(Source records)
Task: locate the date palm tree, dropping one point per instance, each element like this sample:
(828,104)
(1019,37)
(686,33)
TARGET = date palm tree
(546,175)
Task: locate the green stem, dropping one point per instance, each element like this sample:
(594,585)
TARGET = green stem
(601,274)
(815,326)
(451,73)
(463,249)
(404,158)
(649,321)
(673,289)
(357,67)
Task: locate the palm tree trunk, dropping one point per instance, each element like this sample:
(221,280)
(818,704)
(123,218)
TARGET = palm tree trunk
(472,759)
---
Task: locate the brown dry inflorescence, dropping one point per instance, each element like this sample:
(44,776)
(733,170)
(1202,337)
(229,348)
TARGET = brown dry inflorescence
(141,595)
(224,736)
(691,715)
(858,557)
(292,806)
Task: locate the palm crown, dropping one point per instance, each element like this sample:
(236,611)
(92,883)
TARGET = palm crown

## Stated goal
Render the part of the data that opens with the line containing "Task: locate the brown" and closes with the line containing "TARGET = palm crown" as a JSON list of strings, one string per line and blank lines omitted.

## Problem solution
[
  "Task: locate the brown dry inflorescence, dropping one point per instance, each element like this sample:",
  "(44,776)",
  "(733,170)",
  "(1202,337)",
  "(229,348)",
  "TARGET = brown dry inflorescence",
  "(141,595)",
  "(224,736)",
  "(691,715)",
  "(858,557)",
  "(292,806)",
  "Task: locate the palm crown, dropping one point per instance, each element like this sample:",
  "(236,611)",
  "(92,883)",
  "TARGET = palm crown"
]